::: Data for this exercise :::
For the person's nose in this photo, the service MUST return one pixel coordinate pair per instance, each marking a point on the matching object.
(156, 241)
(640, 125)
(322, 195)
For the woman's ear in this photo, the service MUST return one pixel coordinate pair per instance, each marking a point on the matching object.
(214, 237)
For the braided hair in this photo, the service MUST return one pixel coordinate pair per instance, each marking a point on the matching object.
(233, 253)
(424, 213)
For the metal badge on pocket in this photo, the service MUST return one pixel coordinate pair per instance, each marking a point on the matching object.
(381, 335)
:::
- _Task requirements_:
Repeat, word for word, all the lines above.

- _Solution_:
For the person's nose in this photo, the service MUST return one pixel coordinate pair per instance, each marking a point on the matching object.
(156, 241)
(640, 125)
(322, 195)
For the woman's ear in this photo, the service MUST return one pixel coordinate pair per instance, each marking a point on the matching object.
(214, 237)
For the braided hair in this photo, the service MUST return one pixel coordinate pair per instance, each marking a point on the matching object.
(233, 253)
(424, 213)
For the metal badge on pocket in this photo, the service MUST return one pixel coordinate pair per instance, each marking a point on the matching object.
(381, 335)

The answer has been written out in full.